Task item
Set down each entry exactly as it stands, without altering a single character.

Supplied records
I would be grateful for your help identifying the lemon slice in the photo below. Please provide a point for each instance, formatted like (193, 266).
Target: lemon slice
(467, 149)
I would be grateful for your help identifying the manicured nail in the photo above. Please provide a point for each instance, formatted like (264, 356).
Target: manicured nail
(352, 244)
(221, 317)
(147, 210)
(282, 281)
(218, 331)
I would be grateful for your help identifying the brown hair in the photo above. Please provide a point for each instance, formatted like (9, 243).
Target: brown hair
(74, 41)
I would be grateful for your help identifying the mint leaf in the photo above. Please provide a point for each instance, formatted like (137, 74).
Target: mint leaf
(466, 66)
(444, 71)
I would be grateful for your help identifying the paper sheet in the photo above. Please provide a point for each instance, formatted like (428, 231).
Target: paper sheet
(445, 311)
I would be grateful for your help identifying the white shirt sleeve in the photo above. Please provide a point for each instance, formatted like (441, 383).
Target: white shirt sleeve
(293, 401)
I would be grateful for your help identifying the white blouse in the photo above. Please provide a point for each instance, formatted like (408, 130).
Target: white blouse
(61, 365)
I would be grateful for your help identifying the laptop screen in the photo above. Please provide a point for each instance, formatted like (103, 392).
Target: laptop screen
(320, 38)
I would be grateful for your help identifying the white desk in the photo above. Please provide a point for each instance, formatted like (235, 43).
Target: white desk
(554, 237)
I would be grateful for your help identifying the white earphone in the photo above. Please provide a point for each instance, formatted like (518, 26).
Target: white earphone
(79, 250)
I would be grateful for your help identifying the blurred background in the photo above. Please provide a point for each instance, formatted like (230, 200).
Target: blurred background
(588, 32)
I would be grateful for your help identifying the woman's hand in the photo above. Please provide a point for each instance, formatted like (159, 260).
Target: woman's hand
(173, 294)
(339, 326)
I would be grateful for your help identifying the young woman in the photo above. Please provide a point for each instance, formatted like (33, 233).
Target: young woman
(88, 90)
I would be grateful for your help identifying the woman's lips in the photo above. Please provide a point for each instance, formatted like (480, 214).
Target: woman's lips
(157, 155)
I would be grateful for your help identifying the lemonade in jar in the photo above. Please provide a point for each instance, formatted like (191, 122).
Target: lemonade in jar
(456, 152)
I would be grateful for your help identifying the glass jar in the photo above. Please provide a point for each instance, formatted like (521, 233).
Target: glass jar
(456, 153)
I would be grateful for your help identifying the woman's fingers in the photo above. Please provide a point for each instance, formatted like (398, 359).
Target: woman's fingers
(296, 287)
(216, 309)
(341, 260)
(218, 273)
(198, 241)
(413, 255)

Exercise response
I would be grateful for your help identifying the lemon slice in the photo below. Please provide a point for each instance, formatted like (193, 266).
Target: lemon slice
(467, 149)
I would be grateful for your help identifying the manicured nail in the photo above. Please provide a point for each instance, formatted like (264, 356).
Target: manicured nail
(352, 244)
(221, 317)
(147, 210)
(282, 281)
(218, 331)
I would be grateful for your help identifying the brown hair in the photo above. Please provide a point for each instance, formatted like (9, 243).
Target: brown hair
(74, 41)
I would be grateful for your help identifying the mint leaf in the photo above. Please provide a point for each instance, formatted like (137, 74).
Target: mint leaf
(466, 66)
(444, 71)
I would be grateful for your help identifying the paper sheet in the photo above. Please provide a point for each instance, formatted like (428, 231).
Target: paper sheet
(445, 311)
I would be grateful for your help identifying the white shirt sleeve in the photo above. Please provide a point for each instance, formatted like (441, 383).
Target: white shirt sleeve
(293, 401)
I would be grateful for your help identifying the white blouse in the photo above. Please provide a point for each instance, formatted like (408, 130).
Target: white blouse
(61, 365)
I would be grateful for your help identifying the laptop screen in the photo above. Please provide a point for each instance, formatted like (103, 392).
Target: laptop screen
(320, 38)
I would be grateful for your help identifying the white desk in the photo above. Please provide a point for each instance, formatted like (235, 43).
Target: white desk
(554, 237)
I would be grateful for your help identifying the white earphone in the photo above. Please provide a point for each instance, formatted like (518, 26).
Target: white earphone
(79, 250)
I would be grateful for your help identifying the blurred background in the photo above. Please provide a point for each instance, formatted like (230, 200).
Target: blurred background
(588, 32)
I would be grateful for your help identifying the woman's hand in the photo above. Please provide a point for each instance, formatted like (159, 260).
Target: woman's hand
(173, 294)
(339, 326)
I would be grateful for your help identifying the young woman in the photo above. Please provide a point for each instance, formatted like (33, 233).
Target: young woman
(88, 90)
I would be grateful for your help identifying the woman's lips in the photo above. Please provide a point for each instance, formatted like (480, 214).
Target: woman's lips
(157, 155)
I would be grateful for your help identifying the lemonade in jar in the photo above. Please provide a point for each instance, formatted like (191, 122).
Target: lemonade in jar
(456, 152)
I would be grateful for your help identifying the glass jar in the photo above. Please provide a point for each instance, formatted like (521, 233).
Target: glass jar
(456, 153)
I would be grateful for your help identifying the woman's fingers in the photo above. Please provide a point for each instance, formatted like (398, 359).
Target: woman's fingers
(296, 287)
(216, 309)
(341, 260)
(218, 273)
(198, 241)
(413, 255)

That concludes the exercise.